STATED TASK: Transcribe every entry below word for word, but skip the pictures.

EXCERPTED RECORDS:
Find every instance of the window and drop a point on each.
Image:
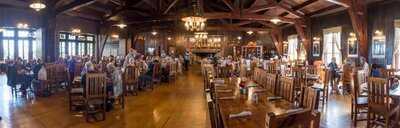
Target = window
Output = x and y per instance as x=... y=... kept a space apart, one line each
x=292 y=47
x=90 y=49
x=8 y=33
x=23 y=34
x=71 y=48
x=332 y=45
x=35 y=49
x=23 y=49
x=76 y=44
x=81 y=49
x=62 y=48
x=20 y=43
x=8 y=46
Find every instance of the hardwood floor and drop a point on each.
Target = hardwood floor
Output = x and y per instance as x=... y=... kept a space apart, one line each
x=179 y=104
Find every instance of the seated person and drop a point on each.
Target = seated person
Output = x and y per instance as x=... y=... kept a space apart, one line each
x=148 y=75
x=375 y=72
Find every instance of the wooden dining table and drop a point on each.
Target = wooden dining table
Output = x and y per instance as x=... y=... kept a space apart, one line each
x=246 y=102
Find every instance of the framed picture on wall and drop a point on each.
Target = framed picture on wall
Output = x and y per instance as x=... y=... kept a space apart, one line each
x=316 y=47
x=285 y=48
x=378 y=45
x=352 y=48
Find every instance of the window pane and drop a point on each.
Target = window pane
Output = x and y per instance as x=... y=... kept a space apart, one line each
x=23 y=49
x=23 y=33
x=71 y=37
x=62 y=49
x=90 y=38
x=81 y=38
x=81 y=49
x=71 y=48
x=8 y=33
x=62 y=36
x=90 y=49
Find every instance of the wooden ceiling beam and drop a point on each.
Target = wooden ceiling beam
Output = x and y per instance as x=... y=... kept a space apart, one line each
x=290 y=10
x=76 y=4
x=229 y=5
x=256 y=9
x=335 y=6
x=268 y=24
x=243 y=23
x=339 y=2
x=170 y=6
x=300 y=6
x=234 y=28
x=358 y=15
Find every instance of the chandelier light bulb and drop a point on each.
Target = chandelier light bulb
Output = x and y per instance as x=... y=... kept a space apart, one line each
x=37 y=6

REPLY TO THE EXERCISE:
Find every instance of the window and drop a point on each.
Image:
Target = window
Output = x and y per instance as x=... y=... kept a space apart, one line each
x=292 y=47
x=90 y=49
x=8 y=33
x=23 y=34
x=71 y=48
x=332 y=45
x=35 y=49
x=23 y=49
x=76 y=44
x=81 y=49
x=62 y=48
x=20 y=43
x=8 y=46
Find every instance of the hardwood floor and drop a point on each.
Target = hardwood floor
Output = x and y per instance as x=... y=... kept a space apart, one line each
x=179 y=104
Find every instance of the seated person and drop a point on each.
Target = seated person
Output = x and y per instance as x=... y=... kept a space apart, one line each
x=148 y=75
x=375 y=72
Find every instance of the wooden dining table and drop a point on each.
Target = wooden dining table
Output = x and y per instance as x=... y=... kept a space apart, one line each
x=246 y=102
Find every instance of the framed picture on wall and drop a point on each.
Target = framed picture on wall
Output = x and y per instance as x=... y=... kept a space apart, one line each
x=316 y=47
x=285 y=48
x=378 y=45
x=352 y=48
Find every instance of the window pane and drop a point on each.
Target = window pane
Output = x and y per instance as x=... y=... kept a space apart, one line each
x=23 y=49
x=23 y=33
x=71 y=37
x=62 y=49
x=90 y=38
x=81 y=38
x=81 y=49
x=71 y=48
x=8 y=33
x=62 y=36
x=90 y=49
Find every instance of the wooden ceiling beam and drop a point on each.
Target = wooden ceiling beam
Output = x and y per instance as x=... y=... kept a space apart, one line each
x=290 y=10
x=76 y=4
x=229 y=5
x=256 y=9
x=335 y=6
x=268 y=24
x=243 y=23
x=339 y=2
x=170 y=6
x=300 y=6
x=234 y=28
x=358 y=15
Find every instance of the chandelier light bulb and drop a point on each.
Target = chandelier light bulb
Output = x and y per instance as x=... y=... kept a space apart, one line each
x=37 y=6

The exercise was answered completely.